REQUIRED TASK: Copy out the material below word for word, keeping every line unchanged.

>> begin MATERIALS PROVIDED

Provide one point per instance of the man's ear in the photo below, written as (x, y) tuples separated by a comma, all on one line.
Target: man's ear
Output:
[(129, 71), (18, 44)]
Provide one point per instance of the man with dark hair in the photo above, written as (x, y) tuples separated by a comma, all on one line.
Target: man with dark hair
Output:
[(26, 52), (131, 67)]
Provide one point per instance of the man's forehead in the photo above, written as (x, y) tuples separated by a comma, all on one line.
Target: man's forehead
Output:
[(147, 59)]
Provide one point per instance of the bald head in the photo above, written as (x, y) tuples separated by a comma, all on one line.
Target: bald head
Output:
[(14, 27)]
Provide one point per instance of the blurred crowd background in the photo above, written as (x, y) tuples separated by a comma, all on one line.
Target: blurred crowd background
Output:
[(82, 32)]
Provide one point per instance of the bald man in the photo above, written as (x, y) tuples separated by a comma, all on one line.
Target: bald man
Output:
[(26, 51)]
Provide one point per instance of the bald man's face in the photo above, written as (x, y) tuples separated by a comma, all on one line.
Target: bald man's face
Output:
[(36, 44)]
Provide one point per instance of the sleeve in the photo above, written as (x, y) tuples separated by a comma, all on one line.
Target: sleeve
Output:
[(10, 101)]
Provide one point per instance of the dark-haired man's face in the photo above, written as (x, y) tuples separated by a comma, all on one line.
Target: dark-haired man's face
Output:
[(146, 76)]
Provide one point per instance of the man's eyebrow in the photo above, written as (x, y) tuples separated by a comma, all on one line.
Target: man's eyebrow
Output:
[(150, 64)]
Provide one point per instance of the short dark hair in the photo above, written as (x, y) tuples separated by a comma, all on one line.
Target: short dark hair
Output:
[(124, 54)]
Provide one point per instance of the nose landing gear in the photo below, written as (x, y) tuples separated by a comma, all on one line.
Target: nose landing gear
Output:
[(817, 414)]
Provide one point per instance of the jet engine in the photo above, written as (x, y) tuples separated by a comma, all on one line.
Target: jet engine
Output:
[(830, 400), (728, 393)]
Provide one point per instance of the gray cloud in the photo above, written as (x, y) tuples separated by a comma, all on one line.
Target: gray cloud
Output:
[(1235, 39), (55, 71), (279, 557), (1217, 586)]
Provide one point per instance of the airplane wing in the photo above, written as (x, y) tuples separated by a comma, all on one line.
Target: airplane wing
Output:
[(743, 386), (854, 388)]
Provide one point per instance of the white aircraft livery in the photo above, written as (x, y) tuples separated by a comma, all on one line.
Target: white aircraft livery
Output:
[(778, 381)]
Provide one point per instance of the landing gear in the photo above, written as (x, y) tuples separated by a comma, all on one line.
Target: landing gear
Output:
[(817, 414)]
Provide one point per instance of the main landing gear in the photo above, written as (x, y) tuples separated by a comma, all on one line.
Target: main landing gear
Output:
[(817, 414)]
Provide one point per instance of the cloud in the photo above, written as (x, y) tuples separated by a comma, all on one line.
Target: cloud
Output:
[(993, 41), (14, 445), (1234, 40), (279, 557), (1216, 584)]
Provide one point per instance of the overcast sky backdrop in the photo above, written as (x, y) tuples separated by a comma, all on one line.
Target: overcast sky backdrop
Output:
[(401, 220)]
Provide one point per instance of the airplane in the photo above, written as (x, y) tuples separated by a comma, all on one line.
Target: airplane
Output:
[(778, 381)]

>> end MATERIALS PROVIDED

RESPONSE:
Provide one point per instance of the man's ear in the photo below, written as (x, y) tuples separated by a comma, all on one line.
Target: man's ear
Output:
[(129, 71), (18, 44)]
Provide one point per instance of the man with dark hair in the photo above, written as (x, y) tuples separated by a comma, all on one line.
Target: man with dark hair
Output:
[(26, 52), (131, 67)]
Provide one point per instance of the man's forehead in the photo above, written as (x, y) tuples separated by a comma, all on one line.
Target: man's forehead
Output:
[(147, 59)]
Provide one point per instance of the bald head in the photo above, written as (x, y) tuples separated by a comma, all on one line.
Target: bald head
Output:
[(14, 27)]
Provide one point per instance of the blurred crowd background in the photo above, written as (x, y) tuples separated by a comma, all on one line.
Target: blurred crowd background
Output:
[(82, 32)]
Provide one point per instance of the bald man in the photo above, written as (x, y) tuples separated by a comma, all on one line.
Target: bald man
Output:
[(26, 51)]
Provide one point per instance of the bald man's face in the photo above, written as (x, y) tuples separated by a comma, all on one line.
Target: bald man's face
Output:
[(36, 44)]
Provide one point per instance of the sleeve in the photo above, written as (x, y) tuples separated by a comma, all on one line.
Target: sleeve
Output:
[(10, 101)]
Provide one point per instance of the dark-haired man's face in the photo above, written as (x, y) tuples separated by a comma, all on one line.
Target: dark-haired man's face
Output:
[(146, 76)]
Provide one point per instance of the man's eyebrow in the photo above, written as (x, y) tuples separated by a comma, all on one line.
Target: man's eyebrow
Output:
[(150, 64)]
Provide one point per instance of the short dark hair in the photo above, written as (x, y) tuples separated by a comma, all on one line.
Target: short dark hair
Output:
[(124, 54)]
Provide one point per instance of the nose landing gear in the photo below, written as (x, y) tuples separated by a comma, all on one line.
Target: nose landing gear
Output:
[(817, 414)]
Provide one point per instance of the jet engine in the photo above, written as (x, y) tuples separated by a comma, all on one line.
Target: jet engine
Output:
[(830, 400), (728, 393)]
Provide one point per instance of the gray cloud in the photo above, written as (x, y) tuples separated by a comma, all on one line.
Target: gray cloud
Output:
[(1235, 39), (55, 71), (279, 557), (1217, 586)]
Provide one point per instance of the airplane wing in the photo above, written as (x, y) tuples separated by a comma, all on one line.
Target: airplane wing
Output:
[(743, 386), (854, 388)]
Provide one point per instance of the white aircraft livery in the photo above, written as (x, y) tuples separated by a comma, all on one line.
Target: white aircraft livery
Output:
[(778, 381)]
Provide one point per instance of the landing gear in the photo above, written as (x, y) tuples separated by a comma, all on one line.
Target: landing gear
Output:
[(817, 414)]
Provide one point per instance of the main landing gear in the photo above, written as (x, y) tuples separated by a comma, all on one line.
Target: main landing gear
Output:
[(817, 414)]
Provide one point per instance of the cloud in the photo above, written as (x, y) tuples separated by a comma, all on one line.
Target: cloud
Output:
[(993, 41), (14, 445), (1234, 40), (279, 557), (1216, 584)]
Provide one point per instance of the overcast sky backdrop in the photo above, written as (x, y) tuples separated by a comma, all on one line.
Target: overcast sky backdrop
Output:
[(401, 220)]
Provide one point per instance of the airplane in the photo above, written as (x, y) tuples separated by a comma, all on one line.
Target: airplane
Output:
[(778, 381)]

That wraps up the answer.